» **Given instruction A**
In the evil trees thread below, what material did the poster use to mold the faces?
» **Given instruction B**
Decide whether each statement agrees with the evil trees thread below, answering yes or no and quoting the deciding words: (i) The poster cut out the faces with a dremel. (ii) The poster was satisfied with Great Stuff alone for the bark. (iii) The poster found molding the faces more intimidating than the bark.
» **Given instruction C**
Write a continuation of the evil trees thread below, starting after its last sentence.

» **Selection**

▬▬▬▬▬▬▬▬▬▬

# Evil Trees



## Tavisteam (Apr 28, 2016)

I wanted to simulate an evil forest for this year but was intimidated by the thought of creating trees. My experience tells me that Nature is tough to fabricate in a realistic way. But after viewing several tutorials (Mizerella, The Dark Gardener, Dave Lowe, and more) I decided to give it a shot. Aver a little dabbling, I got a sudden burst of bravery and deiced that I could make 3 trees all at once. After all, one tree does not make a forest!

































I started by screwing/gluing two 4 ft. section of 12” concrete form tubes together, and played around with the Great Stuff enough to feel like I could make plausible bark. There are several challenges to this project, but the bark was the one that intimidated me the most. I wanted o make sure that I could come up with something decent before committing fully to the project. Great Stuff alone is ok, but ultimately, I wasn’t happy with it without further alteration – more on that later. 








I then made some paper templates for the faces and cut them out with a dremel. The first one was pure and simple thievery (thanks Mizerella). The next two required a little more creativity.


----------



## Tavisteam (Apr 28, 2016)

Once the holes were there, I started molding the faces out of air dry clay. This step was only slightly less intimidating than the bark, as I am not known for my artistic skill. But I surprised myself and I’d have to say that this may have been the part I enjoyed the most (other than seeing the finished product).

▬▬▬▬▬▬▬▬▬▬

» **Entries drawn from a collection**
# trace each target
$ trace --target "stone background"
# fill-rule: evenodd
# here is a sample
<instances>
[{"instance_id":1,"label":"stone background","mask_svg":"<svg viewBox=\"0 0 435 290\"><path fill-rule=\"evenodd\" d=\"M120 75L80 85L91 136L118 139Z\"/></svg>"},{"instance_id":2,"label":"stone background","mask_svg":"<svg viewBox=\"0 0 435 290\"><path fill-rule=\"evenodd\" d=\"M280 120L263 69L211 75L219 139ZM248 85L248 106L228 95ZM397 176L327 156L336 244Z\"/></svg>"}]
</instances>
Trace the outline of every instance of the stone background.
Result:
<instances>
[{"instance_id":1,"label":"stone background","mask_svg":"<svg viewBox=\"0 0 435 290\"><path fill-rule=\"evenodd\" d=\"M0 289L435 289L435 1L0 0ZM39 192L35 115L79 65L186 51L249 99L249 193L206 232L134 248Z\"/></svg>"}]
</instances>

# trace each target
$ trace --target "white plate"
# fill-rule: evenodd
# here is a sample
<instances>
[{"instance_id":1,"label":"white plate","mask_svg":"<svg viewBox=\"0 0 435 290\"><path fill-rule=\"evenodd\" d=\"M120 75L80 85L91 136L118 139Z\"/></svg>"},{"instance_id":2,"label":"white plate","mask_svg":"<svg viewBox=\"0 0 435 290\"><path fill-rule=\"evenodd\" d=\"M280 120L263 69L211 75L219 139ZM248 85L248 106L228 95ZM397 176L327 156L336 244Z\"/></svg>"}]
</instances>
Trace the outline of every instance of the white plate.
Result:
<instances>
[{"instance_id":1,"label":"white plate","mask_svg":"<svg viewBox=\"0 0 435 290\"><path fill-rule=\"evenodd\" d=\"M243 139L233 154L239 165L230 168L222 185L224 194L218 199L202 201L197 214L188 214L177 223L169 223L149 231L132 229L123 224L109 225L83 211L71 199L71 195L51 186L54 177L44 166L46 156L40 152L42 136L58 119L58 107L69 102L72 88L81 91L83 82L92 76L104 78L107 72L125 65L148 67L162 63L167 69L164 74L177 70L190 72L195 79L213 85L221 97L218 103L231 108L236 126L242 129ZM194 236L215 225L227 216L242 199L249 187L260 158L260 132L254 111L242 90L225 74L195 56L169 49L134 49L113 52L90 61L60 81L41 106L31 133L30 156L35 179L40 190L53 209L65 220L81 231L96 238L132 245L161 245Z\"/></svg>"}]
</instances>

▬▬▬▬▬▬▬▬▬▬

» **Response A**
Air dry clay.

» **Response B**
(i) Yes: "cut them out with a dremel"
(ii) No: "Great Stuff alone is ok, but ultimately, I wasn’t happy with it without further alteration"
(iii) No: "This step was only slightly less intimidating than the bark"

» **Response C**
Once the sculpt was done, I dragged a fork through it to rough it up.


----------



## Tavisteam (Apr 28, 2016)

At this point, I figured I was at least half way done – wrong! Everything is always tougher than you imagine. Part of that is due to my tendency towards perfectionism… but I digress. 

Though I’m designing these as indoor props, I didn’t want to rule out the possibility of using them outdoors in the future. Air dry clay is water soluble and fairly brittle, so I spent several days applying wood filler to fill the cracks (which inevitably happen when you sculpt air dry clay on a hard surface) and wood glue as a sealer/strengthener. 
I knew I was going to want to attach some branches on top and so I wanted to add some support. Two 2 x 4’s screwed/glued to the inside did the job, and also gave me something to attach a wooden base to. I may add some real branches once they are in place, but I laid the groundwork with some PVC wrapped in chicken wire to make them wider at the base like a real branch. I covered the chicken wire in masking tape before adding the Great Stuff.


----------



## Tavisteam (Apr 28, 2016)

The great stuff is applied in roughly straight lines up the sides, as this most closely resembles real bark. But, when dry, Great stuff is shiny, smooth and “bubbly” – three things that bark is not. The most realistic bark I’ve seen in the tutorials is Mizerella’s, but it is done by dragging a fork through clay. Covering three trees in clay is not in my budget, so I tried a few techniques to get this effect from Great Stuff. I finally settled on a wire brush attachment on a drill or dremel. The dremel makes smaller groves but takes longer. In the end, I decided that the drill looks better from a distance anyway. This gave me a bark like texture, but it was a messy, unpleasant process. If you try it, wear goggles and a respirator. And know that it’s still gonna suck. Aside from adding to the work and unpleasantness, this also makes the trees a lot tougher to paint. The rough surface has so many crevices that you have to spray every part from every angle and it eats up a lot more paint. But that’s the price of perfection!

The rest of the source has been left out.